◆ WORK TO COMPLETE:
Continue the forum thread below on turbocharging a KA engine versus swapping in an SR20, picking up from its last line.

KA-T Krappy Assinine Trash 

well, that's my opinion :hal:


----------



## Devilstar (Apr 25, 2003)

alright.. that was about as biased and unhelpful as anything i have ever read.. if your not going to help then dont talk trash.. 

and about HP numbers.. a ka-t will out run a stock sr20.. and put up bigger numbers and better tourqe for about the same price.. and you dont have to pull an engine with the ka-t...


----------



## ronaldo (Feb 23, 2004)

well with a boost control on an sr motor running 13-15, you would actually be gettin more then the KA-T i think... not exactly sure though


----------



## 93blackSER (Feb 1, 2003)

ronaldo said:


> well with a boost control on an sr motor running 13-15, you would actually be gettin more then the KA-T i think... not exactly sure though


doubt it. 13-15 psi on an SR would run you probably 230-240ish at the wheels. you could easily boost a KA to more than that for the same price of a swap.


----------



## ronaldo (Feb 23, 2004)

yea, but would the KA motor necessarily be able to handle the higher boost without changing some internals, since it isnt a stock turbo engine like the sr... alot wear would be put on, unless the KA actually does have strong internals made for power upgrades


----------



## 93blackSER (Feb 1, 2003)

◆ ENTRIES SHOWN:
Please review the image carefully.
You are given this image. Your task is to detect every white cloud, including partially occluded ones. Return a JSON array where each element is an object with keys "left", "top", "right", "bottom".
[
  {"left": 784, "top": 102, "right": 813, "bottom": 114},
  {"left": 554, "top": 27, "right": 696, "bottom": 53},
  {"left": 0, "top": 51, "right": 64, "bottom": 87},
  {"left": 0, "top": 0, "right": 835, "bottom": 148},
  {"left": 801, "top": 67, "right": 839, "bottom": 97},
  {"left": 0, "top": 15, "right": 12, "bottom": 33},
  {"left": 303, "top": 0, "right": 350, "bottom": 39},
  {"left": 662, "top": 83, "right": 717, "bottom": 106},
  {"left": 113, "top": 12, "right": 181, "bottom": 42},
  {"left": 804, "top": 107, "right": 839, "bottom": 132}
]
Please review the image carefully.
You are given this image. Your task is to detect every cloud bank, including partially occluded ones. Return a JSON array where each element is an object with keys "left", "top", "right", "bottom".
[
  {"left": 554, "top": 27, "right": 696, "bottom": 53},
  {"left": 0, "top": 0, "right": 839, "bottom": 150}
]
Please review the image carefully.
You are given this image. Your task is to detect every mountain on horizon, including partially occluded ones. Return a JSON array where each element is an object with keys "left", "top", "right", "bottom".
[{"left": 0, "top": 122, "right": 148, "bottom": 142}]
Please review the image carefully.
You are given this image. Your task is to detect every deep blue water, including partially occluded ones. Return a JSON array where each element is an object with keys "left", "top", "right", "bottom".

◆ RESULT OF THIS EXERCISE:
the KA can handle over 350-400whp on stock internals. i'd boost to around 300whp and then anything further i'd do the internals. but i would also do the same with an SR, or any engine for that matter.


----------



## ronaldo (Feb 23, 2004)

shit, i didnt realize that a KA was that strong, i think the thing though that is attracting me alittle more about the sr, is that the blacktop does have a valve timing system, and its some wat lighter i would assume since its 2.0...


----------



## vsp3c (May 15, 2003)

weight difference is so little that it's almost negligible.. sr20det, ka24(d)e, rb25det.. they all weight about the same.. not big enough for you to feel much

vvt is harder to play with.. and yes, the ka is STRONG


----------



## 93blackSER (Feb 1, 2003)

most of the time the variable timing crap is modified so that it doesnt work. take a look at any big baller SR and it wont have it working anymore. most people will actually use the S13 redtop because it is easier to tune.


----------



## ronaldo (Feb 23, 2004)

i gotta say, im learnin some shit from this forum, but for the rb i coulda swore readin on another thread sayin it was like 180 pounds heavier then the KA..
thanks for the info on the vvt... good shit


----------



## Devilstar (Apr 25, 2003)

the RB is.. its mostly in the tranny though which is like center mass on the car so it keeps it pretty equal with weight balancing.. like 48/52 front/rear... so not to bad..


----------



## 93blackSER (Feb 1, 2003)

keeping the weight distribution even is pretty simple too. even with an RB you can even things out. remove things you dont need, like the AC system. move the battery to the back. scrape the sound deadening out of the inside. etc. etc.. you can make up for the extra weight and still get a perfect 50/50 weight distribution.


----------



## kaptainkrollio (Jul 29, 2003)

weight distribution question: wouldn't there be more wieght in the front because the negine is there? so why are most distributions always 48/52 with the smaller number in front?


----------



## ronaldo (Feb 23, 2004)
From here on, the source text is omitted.